__Elenco dei compiti__:
(a) Secondo il brano sull'omofobia, su quanti studenti sono stati analizzati i test psicometrici?
(b) Trascrivi senza modifiche il tratto del brano sull'omofobia che va da "Il professor Jannini" fino a "of Sexual Medicine.".

__Brano di lettura__:
═══

“L’omofobo è come un malato, va compreso, aiutato e curato”. A sostenerlo è il docente di sessuologia medica dell’università romana di Tor Vergata e presidente della Società Italiana di Andrologia e Medicina Sessuale, Emmanuele Jannini.
Se per secoli è stata l’omosessualità a essere considerata una malattia, oggi le cose sembrerebbero ribaltarsi.
Il professor Jannini è stato il primo al mondo a studiare l’omofobia in termini scientifici e a pubblicare i risultati del suo studio sul prestigioso giornale di sessuologia Journal of Sexual Medicine.
Dall’analisi dei test psicometrici su 560 studenti tra i 18 e i 30 anni dell’università dell’Aquila, il team di ricerca è arrivato a stabilire una relazione tra alcuni tratti della personalità e lo sviluppo dell’omofobia.
Ai ragazzi è stato chiesto di dare una valutazione da uno a cinque in base a quanto si trovavano in accordo sul contenuto delle frasi che venivano loro presentate. “Penso che gli omosessuali non dovrebbero lavorare con i bambini” e “Non mi importa l’orientamento sessuale dei miei amici” sono solo esempi delle asserzioni che gli studenti si sono trovati a leggere durante il test. Per non rendere palese il tipo di ricerca nella fase del raccoglimento dei dati, infatti, il team di lavoro ha mischiato queste frasi ad altre relative a temi diversi.

═══

__Materiale raccolto__:
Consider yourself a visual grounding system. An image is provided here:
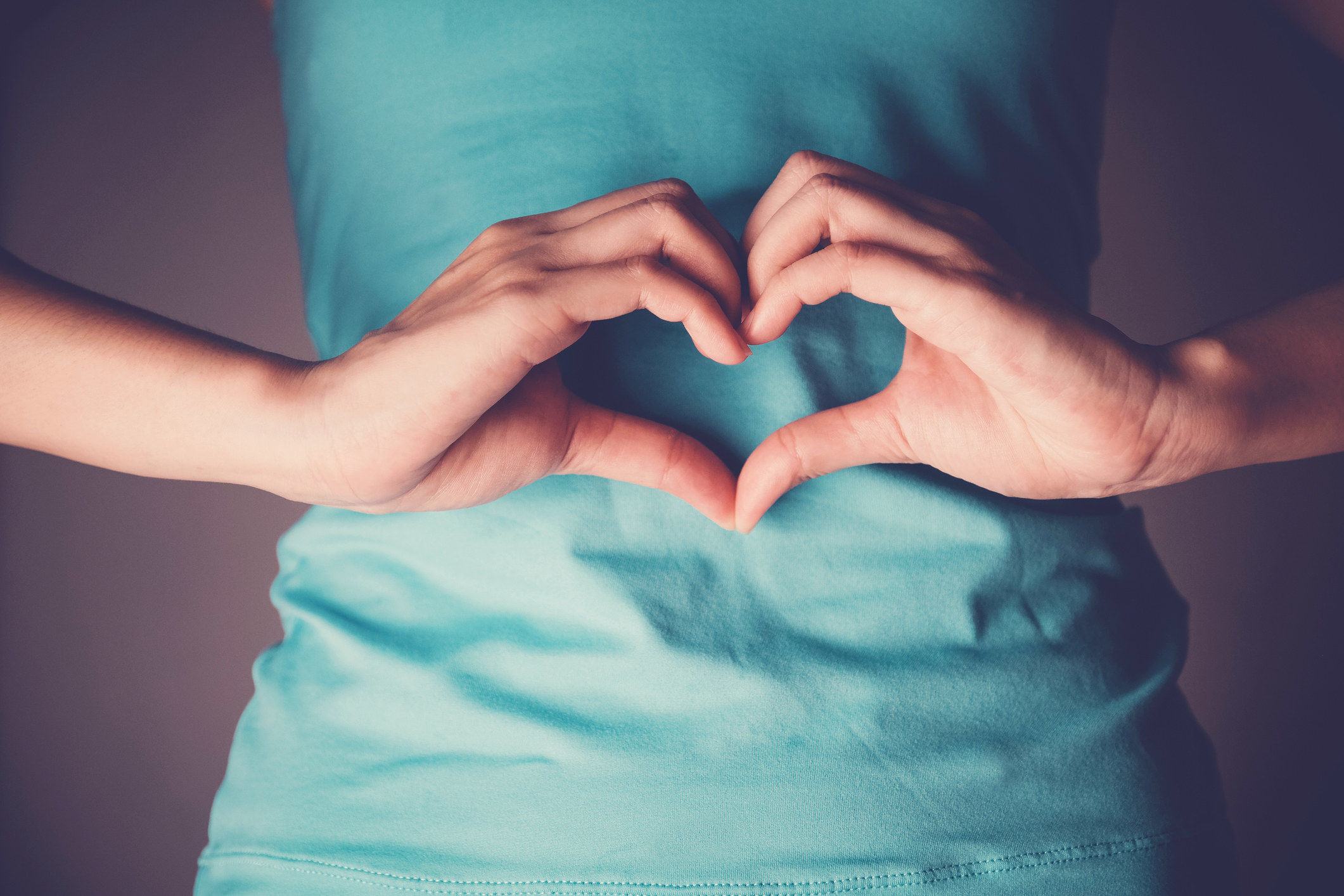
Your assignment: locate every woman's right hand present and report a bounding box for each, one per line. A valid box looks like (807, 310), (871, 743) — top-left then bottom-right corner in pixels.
(285, 180), (750, 528)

═══

__Soluzioni dei compiti__:
(a) Su 560 studenti tra i 18 e i 30 anni dell'università dell'Aquila.

(b)
Il professor Jannini è stato il primo al mondo a studiare l’omofobia in termini scientifici e a pubblicare i risultati del suo studio sul prestigioso giornale di sessuologia Journal of Sexual Medicine.